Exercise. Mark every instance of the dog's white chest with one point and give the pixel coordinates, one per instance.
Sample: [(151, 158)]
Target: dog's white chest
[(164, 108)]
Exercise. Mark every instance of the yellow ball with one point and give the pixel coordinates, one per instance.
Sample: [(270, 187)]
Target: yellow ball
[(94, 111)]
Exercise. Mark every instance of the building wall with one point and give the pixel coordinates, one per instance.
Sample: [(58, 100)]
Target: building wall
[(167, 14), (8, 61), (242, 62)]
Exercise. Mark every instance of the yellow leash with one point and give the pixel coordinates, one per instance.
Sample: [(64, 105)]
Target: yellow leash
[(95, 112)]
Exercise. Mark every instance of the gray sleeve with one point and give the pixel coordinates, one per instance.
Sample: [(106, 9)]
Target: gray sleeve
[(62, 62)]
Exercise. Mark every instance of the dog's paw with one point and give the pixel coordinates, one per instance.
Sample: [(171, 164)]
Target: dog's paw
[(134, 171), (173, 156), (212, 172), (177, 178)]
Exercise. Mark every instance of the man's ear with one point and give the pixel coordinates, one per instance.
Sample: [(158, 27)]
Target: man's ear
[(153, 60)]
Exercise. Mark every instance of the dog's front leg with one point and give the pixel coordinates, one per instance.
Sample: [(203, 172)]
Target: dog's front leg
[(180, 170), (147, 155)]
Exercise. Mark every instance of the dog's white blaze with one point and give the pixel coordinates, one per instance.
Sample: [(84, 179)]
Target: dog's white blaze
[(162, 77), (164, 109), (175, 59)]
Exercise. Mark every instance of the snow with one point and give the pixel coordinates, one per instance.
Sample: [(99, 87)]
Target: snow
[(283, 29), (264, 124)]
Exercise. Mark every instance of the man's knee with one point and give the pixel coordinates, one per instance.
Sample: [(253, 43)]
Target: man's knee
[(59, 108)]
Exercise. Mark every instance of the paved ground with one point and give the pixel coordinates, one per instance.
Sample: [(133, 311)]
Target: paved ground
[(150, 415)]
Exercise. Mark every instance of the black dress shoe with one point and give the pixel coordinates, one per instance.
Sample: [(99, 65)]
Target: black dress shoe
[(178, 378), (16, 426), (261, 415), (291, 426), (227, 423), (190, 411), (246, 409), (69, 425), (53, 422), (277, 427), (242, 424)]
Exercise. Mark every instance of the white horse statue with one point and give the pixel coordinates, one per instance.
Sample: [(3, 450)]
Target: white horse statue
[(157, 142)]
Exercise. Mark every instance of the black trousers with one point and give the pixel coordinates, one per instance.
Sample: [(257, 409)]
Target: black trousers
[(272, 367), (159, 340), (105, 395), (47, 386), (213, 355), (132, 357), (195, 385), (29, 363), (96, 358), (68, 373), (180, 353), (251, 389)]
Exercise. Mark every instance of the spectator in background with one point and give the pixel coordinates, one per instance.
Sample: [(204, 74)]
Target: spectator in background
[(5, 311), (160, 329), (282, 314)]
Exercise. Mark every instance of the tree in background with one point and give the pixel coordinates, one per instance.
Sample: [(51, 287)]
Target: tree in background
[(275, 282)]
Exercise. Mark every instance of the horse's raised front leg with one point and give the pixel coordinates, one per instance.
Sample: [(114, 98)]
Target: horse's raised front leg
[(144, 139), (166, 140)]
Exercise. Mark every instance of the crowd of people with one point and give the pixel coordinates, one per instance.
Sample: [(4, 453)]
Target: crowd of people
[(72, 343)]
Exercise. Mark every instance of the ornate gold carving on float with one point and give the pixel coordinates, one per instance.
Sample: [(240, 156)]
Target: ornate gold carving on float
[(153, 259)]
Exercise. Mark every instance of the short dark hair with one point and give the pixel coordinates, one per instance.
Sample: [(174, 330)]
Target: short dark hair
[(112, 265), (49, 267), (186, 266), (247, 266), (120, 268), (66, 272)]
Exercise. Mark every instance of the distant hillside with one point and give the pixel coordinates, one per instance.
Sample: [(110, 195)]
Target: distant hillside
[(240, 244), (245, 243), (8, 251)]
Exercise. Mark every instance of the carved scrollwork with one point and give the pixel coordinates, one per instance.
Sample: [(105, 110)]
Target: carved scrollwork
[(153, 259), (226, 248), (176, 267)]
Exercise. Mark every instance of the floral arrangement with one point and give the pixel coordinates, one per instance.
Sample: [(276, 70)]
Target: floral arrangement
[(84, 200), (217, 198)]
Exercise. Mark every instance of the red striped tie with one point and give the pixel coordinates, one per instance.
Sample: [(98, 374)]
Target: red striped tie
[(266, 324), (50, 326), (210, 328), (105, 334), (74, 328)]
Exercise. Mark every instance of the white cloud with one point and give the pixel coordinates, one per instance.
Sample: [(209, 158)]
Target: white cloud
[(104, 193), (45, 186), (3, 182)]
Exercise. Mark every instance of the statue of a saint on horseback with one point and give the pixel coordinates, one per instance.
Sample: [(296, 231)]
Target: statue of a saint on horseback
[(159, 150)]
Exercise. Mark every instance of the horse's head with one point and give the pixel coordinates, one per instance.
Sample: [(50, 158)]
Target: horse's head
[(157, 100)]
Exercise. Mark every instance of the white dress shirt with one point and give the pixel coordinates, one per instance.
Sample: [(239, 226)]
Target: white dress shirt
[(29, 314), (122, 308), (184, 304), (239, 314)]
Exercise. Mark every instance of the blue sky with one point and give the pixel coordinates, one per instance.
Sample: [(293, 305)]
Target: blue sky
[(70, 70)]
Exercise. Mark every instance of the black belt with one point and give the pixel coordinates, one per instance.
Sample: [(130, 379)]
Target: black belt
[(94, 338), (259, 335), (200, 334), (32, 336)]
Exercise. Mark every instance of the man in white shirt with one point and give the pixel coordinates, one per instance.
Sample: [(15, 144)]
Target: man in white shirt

■ **Brief**: Can you rewrite all the records above, replacing "pixel coordinates" with "image coordinates" everywhere and leaving everything else unchanged?

■ **Task result**:
Exercise. Mark every instance of the dog's white chest with one point and give the image coordinates, one per instance.
Sample: [(151, 158)]
Target: dog's white chest
[(164, 108)]
Exercise. Mark every instance of the yellow ball with one point and give the image coordinates, one per instance.
Sample: [(270, 187)]
Target: yellow ball
[(94, 111)]
Exercise. Mark every instance of the building wall with one point and give the image coordinates, one per instance.
Sample: [(58, 100)]
Target: building wall
[(167, 14), (8, 61), (242, 62)]
Exercise. Mark every instance of the yellow leash with one point and give the image coordinates, one per instance.
Sample: [(64, 105)]
Target: yellow leash
[(95, 112)]
Exercise. Mark every instance of the gray sleeve with one point and give the image coordinates, one per instance.
Sample: [(106, 9)]
Target: gray sleeve
[(62, 62)]
Exercise. Mark every instance of the dog's paw with one point and give the image coordinates, one per instance.
Sample: [(171, 164)]
Target: dog's paw
[(134, 171), (173, 156), (212, 172), (177, 178)]
Exercise. Mark every instance of the man's ear with one point and give the image coordinates, one per instance.
Sample: [(158, 27)]
Target: man's ear
[(153, 60)]
Exercise. Mark every instance of the dog's front leg with one point and give the image coordinates, one per instance.
Sample: [(203, 172)]
Target: dog's front leg
[(180, 170), (147, 155)]
Exercise. Mark every instance of the dog's white blaze with one point and give the image coordinates, one per instance.
Sample: [(84, 179)]
Target: dog's white blaze
[(162, 77), (164, 109), (175, 59)]
Exercise. Mark every instance of the snow with one point and give the image coordinates, one per instance.
Sample: [(99, 87)]
Target: snow
[(283, 29), (264, 124)]
Exercise. Mark every instance of the man's knee with one point and give the image coordinates, one per instance.
Sample: [(253, 43)]
Target: man's knee
[(59, 108)]
Exercise. Mark every instance of the paved ground with one point and give the image coordinates, one per instance.
Sample: [(133, 311)]
Target: paved ground
[(150, 415)]
Exercise. Mark every instance of the black dress shoe with one point and give the image coordinates, one per instance.
Sample: [(99, 65)]
Target: black dress shoe
[(178, 378), (16, 426), (261, 415), (291, 426), (227, 423), (190, 411), (246, 409), (69, 425), (53, 422), (277, 427), (242, 424)]
Exercise. Mark every instance of the white horse statue with one point and give the image coordinates, one per instance.
Sample: [(3, 450)]
Target: white horse statue
[(157, 142)]
Exercise. Mark every instance of the black trousers with one point and give the image coordinates, one per instance.
Sample: [(257, 409)]
Target: black trousers
[(272, 367), (159, 340), (105, 395), (47, 386), (213, 355), (132, 357), (195, 385), (29, 363), (96, 358), (68, 373), (180, 353), (251, 389)]
Exercise. Mark every instance of the spectator in background with one point and give the image coordinates, one per instance.
Sample: [(204, 74)]
Target: spectator in background
[(5, 311), (160, 329), (282, 314)]
Exercise. Mark every instance of the tree in background with one point and give the image coordinates, one per instance.
Sample: [(51, 287)]
Target: tree in background
[(275, 282)]
Exercise. Mark every instance of the horse's raised front leg with one point and give the image coordinates, one per instance.
Sample: [(114, 98)]
Target: horse's raised front leg
[(144, 139), (166, 140)]
Exercise. Mark every instance of the crowd of people with one point and give the image coordinates, one per instance.
Sample: [(4, 453)]
Target: crowd of people
[(72, 343)]
Exercise. Mark every instance of the ornate gold carving on float with one point and give the image coordinates, one per instance.
Sample: [(240, 156)]
Target: ornate gold carving on float
[(153, 259)]
Exercise. Mark every instance of the short dark hair with one point and give the image coordinates, one per instance.
Sample: [(174, 330)]
Target: short dark hair
[(112, 265), (49, 267), (186, 266), (247, 266), (120, 268), (66, 272)]
Exercise. Mark every instance of the distant hillside with one point and give the image coordinates, one per instance.
Sample: [(110, 195)]
Target: distant hillside
[(240, 244), (245, 243), (8, 251)]
Exercise. Mark every instance of the carved scrollwork with one point and give the image coordinates, one per instance.
Sample: [(105, 110)]
Target: carved scrollwork
[(153, 259), (226, 248), (176, 267)]
Exercise. Mark every instance of the floral arrangement with one point and give the image coordinates, one per instance.
Sample: [(276, 70)]
Target: floral arrangement
[(84, 200), (217, 198)]
Exercise. Mark every instance of the red striped tie with one point and give the image coordinates, one per instance.
Sample: [(98, 374)]
Target: red striped tie
[(266, 324), (50, 326), (210, 328), (105, 334), (74, 328)]
Exercise. Mark every instance of the white cloud with one point and give the image coordinates, one per instance.
Sample: [(209, 158)]
Target: white cloud
[(104, 193), (45, 186), (3, 182)]
Exercise. Mark every instance of the statue of a saint on horseback with one point and give the image coordinates, one per instance.
Sample: [(296, 231)]
Target: statue of a saint on horseback
[(159, 150)]
Exercise. Mark every instance of the horse's head with one point and give the image coordinates, one per instance.
Sample: [(50, 158)]
Target: horse's head
[(157, 100)]
Exercise. Mark every instance of the white dress shirt with one point and give the image coordinates, one per instance.
Sample: [(239, 226)]
Target: white dress shirt
[(29, 314), (122, 308), (184, 304), (239, 314)]
Exercise. Mark every instance of the blue sky with one point and give the image coordinates, one per instance.
Sample: [(293, 305)]
Target: blue sky
[(70, 70)]
Exercise. Mark every instance of the black belt with one point and give the image coordinates, one per instance.
Sample: [(130, 379)]
Target: black belt
[(94, 338), (259, 335), (200, 334), (32, 336)]
Exercise. Mark every instance of the man in white shirt with one point and give the image coordinates, one per instance.
Sample: [(15, 144)]
Target: man in white shirt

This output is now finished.